=== Begin Enclosure ===
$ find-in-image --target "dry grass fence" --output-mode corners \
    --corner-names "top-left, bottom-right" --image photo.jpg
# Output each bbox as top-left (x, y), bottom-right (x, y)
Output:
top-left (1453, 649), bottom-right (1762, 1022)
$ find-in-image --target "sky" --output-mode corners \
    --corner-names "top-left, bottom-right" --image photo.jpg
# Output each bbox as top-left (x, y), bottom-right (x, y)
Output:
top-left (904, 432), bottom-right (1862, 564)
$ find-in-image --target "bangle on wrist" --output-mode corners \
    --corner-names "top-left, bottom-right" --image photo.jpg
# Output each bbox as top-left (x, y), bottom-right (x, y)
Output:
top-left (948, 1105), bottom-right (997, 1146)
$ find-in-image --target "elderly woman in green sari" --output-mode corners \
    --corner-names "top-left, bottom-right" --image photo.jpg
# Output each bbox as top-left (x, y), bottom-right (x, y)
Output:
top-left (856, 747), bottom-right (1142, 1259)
=== End Enclosure ===
→ Directions for this task:
Go through the entries above and reproduce each one exactly.

→ Output for this task:
$ find-in-image --target "dry grass fence" --output-mode corners \
    --corner-names "top-left, bottom-right" --image photo.jpg
# Output each bbox as top-left (x, y), bottom-right (x, y)
Output:
top-left (1453, 649), bottom-right (1762, 1022)
$ find-in-image --target "sky" --output-mode corners \
    --corner-names "top-left, bottom-right" --image photo.jpg
# Output each bbox as top-left (x, y), bottom-right (x, y)
Output:
top-left (904, 432), bottom-right (1862, 564)
$ find-in-image --target "bangle on wrist" --output-mode corners \
    --corner-names "top-left, bottom-right" --image photo.jpg
# Output each bbox as top-left (x, y), bottom-right (x, y)
Output:
top-left (948, 1105), bottom-right (997, 1146)
$ find-in-image --target "elderly woman in green sari" --output-mode corners \
    --corner-names "top-left, bottom-right" --image photo.jpg
# Output each bbox as top-left (x, y), bottom-right (x, y)
Output:
top-left (856, 747), bottom-right (1142, 1259)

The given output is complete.